Exercise requirements: In the passage below on exporting SQL Server data to Parquet files, which directory is given as the recommended location for the Python interpreter in SQL Server 2022?

Passage to read:

::::

Finally, we can test out our configuration and providing all the parameters have been configured correctly, we should be able to use CETAS (create external table as) functionality to copy table’s data into a parquet file in Azure blob.

USE WideWorldImporters
GO
IF OBJECT_ID('customertransactions', 'U') IS NOT NULL
BEGIN
    DROP EXTERNAL TABLE customertransactions
END
GO
CREATE EXTERNAL TABLE customertransactions
WITH(
LOCATION  = 'customertransactions/',
DATA_SOURCE = azblob,
FILE_FORMAT = ParquetFileFormat)
AS SELECT * FROM [Sales].[CustomerTransactions];
GO

When it comes to Python installation, Microsoft provides a detailed overview of all steps required to install Machine Learning Services (Python and R) on Windows in the following LINK, however, this documentation does not include Python v.3.10 (the required Python interpreter version for SQL Server 2022) download link. Beginning with SQL Server 2022 (16.x), runtimes for R, Python, and Java are no longer shipped or installed with SQL Server setup so anyone wishing to run in-database Python will need to download it and install it manually. To download Python 3.10.0 go to the following location and download the required binaries. Afterwards, follow the installation process and steps as outlined by Microsoft documentation. When concluded, we can run a short script to ensure running external scripts is enabled and Python SQL Server integration is working, and the returned value is as expected.

EXEC sp_execute_external_script @language = N'Python',
@script = N'OutputDataSet = InputDataSet;',
@input_data_1 = N'SELECT 1 AS PythonValue'
WITH RESULT SETS ((PValue int NOT NULL));
GO

In order to make the Parquet files extract and ingestion repeatable (beyond 1st run), we need to ensure the created files can be deleted first. This is due to the fact that defining file names is not an option, neither can they be overwritten (only file location can be specified) and as such, any subsequent run will result in a clash without files being purged first. Interacting with Azure Blob Storage and files can be done through a range of different technologies, but in order to “consolidate” the approach and ensure that we have one code base which can act on many different requirements, all within the confines of SQL Server and no external dependencies, it’s best to do it via Python (will run as part of the same stored procedure code) and pip-install the required libraries first. In SQL Server 2022, recommended Python interpreter location is in C:\Program Files\Python310 directory. To install additional libraries, we need to go down a level and access pip in C:\Program Files\Python310\Scripts directory as admin. I will also install additional libraries to conduct post-export data validation as per below.

::::

Data entries:
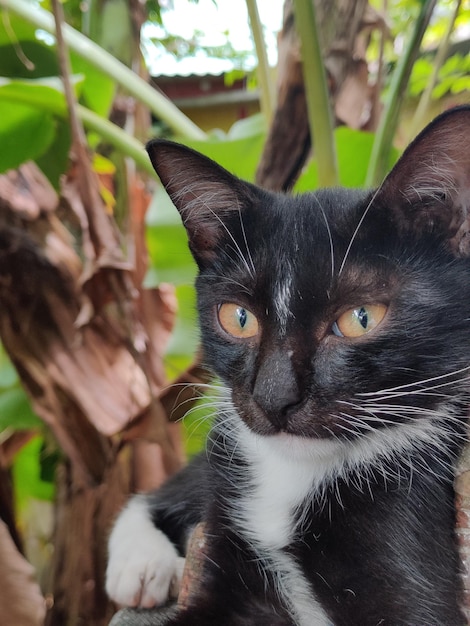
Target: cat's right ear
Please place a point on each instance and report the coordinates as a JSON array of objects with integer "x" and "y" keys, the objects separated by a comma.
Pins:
[
  {"x": 204, "y": 193},
  {"x": 428, "y": 190}
]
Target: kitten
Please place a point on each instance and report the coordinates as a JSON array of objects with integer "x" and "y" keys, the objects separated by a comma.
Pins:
[{"x": 339, "y": 324}]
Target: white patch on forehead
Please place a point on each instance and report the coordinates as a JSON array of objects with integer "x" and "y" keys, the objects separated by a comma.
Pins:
[{"x": 283, "y": 289}]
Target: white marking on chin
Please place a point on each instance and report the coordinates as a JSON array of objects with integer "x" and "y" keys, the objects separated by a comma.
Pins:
[
  {"x": 144, "y": 568},
  {"x": 286, "y": 472},
  {"x": 277, "y": 485}
]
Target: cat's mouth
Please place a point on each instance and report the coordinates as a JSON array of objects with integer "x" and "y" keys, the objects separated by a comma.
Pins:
[{"x": 304, "y": 420}]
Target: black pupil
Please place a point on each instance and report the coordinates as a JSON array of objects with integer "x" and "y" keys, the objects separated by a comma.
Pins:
[
  {"x": 242, "y": 317},
  {"x": 363, "y": 318}
]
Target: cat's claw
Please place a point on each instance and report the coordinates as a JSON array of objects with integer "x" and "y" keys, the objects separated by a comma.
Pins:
[{"x": 144, "y": 568}]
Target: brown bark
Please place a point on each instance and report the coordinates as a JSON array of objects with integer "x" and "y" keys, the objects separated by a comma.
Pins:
[
  {"x": 87, "y": 344},
  {"x": 289, "y": 142},
  {"x": 21, "y": 602}
]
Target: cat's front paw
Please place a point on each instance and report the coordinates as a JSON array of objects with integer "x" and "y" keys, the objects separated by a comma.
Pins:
[{"x": 144, "y": 568}]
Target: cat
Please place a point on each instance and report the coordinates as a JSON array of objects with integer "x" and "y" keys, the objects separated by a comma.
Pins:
[{"x": 338, "y": 323}]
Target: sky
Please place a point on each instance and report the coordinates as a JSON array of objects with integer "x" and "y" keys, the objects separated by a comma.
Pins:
[{"x": 213, "y": 18}]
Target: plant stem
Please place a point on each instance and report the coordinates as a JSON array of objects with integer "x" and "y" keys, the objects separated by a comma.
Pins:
[
  {"x": 424, "y": 101},
  {"x": 120, "y": 139},
  {"x": 267, "y": 97},
  {"x": 380, "y": 156},
  {"x": 163, "y": 108},
  {"x": 318, "y": 103}
]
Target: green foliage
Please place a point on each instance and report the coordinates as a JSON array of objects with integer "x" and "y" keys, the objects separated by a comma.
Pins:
[
  {"x": 453, "y": 76},
  {"x": 33, "y": 125}
]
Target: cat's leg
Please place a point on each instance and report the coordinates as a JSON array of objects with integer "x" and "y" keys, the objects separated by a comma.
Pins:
[{"x": 148, "y": 540}]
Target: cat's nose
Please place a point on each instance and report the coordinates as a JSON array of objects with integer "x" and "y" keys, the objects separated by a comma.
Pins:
[{"x": 276, "y": 389}]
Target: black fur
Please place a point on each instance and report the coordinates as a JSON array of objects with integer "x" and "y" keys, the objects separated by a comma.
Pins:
[{"x": 375, "y": 544}]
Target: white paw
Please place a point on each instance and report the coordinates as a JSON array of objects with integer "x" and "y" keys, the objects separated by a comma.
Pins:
[{"x": 144, "y": 568}]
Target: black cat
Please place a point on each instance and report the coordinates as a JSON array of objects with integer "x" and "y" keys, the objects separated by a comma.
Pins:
[{"x": 338, "y": 323}]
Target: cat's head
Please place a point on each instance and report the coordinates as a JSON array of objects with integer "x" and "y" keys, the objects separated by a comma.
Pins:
[{"x": 337, "y": 313}]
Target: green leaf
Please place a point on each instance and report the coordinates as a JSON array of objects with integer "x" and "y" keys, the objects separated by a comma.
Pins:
[
  {"x": 8, "y": 375},
  {"x": 15, "y": 29},
  {"x": 239, "y": 156},
  {"x": 54, "y": 161},
  {"x": 25, "y": 133},
  {"x": 354, "y": 148},
  {"x": 27, "y": 470},
  {"x": 98, "y": 89},
  {"x": 16, "y": 411},
  {"x": 28, "y": 59}
]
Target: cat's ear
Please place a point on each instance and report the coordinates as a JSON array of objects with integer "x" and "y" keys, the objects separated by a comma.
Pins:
[
  {"x": 428, "y": 190},
  {"x": 204, "y": 193}
]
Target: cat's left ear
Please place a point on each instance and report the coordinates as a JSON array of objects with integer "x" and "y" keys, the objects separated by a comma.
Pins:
[
  {"x": 205, "y": 194},
  {"x": 428, "y": 190}
]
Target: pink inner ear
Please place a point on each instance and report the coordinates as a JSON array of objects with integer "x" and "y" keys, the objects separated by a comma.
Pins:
[{"x": 429, "y": 187}]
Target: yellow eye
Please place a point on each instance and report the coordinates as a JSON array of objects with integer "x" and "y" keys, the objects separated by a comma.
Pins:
[
  {"x": 360, "y": 320},
  {"x": 237, "y": 321}
]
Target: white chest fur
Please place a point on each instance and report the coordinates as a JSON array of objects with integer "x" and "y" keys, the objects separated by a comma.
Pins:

::::

Reply to the exercise: C:\Program Files\Python310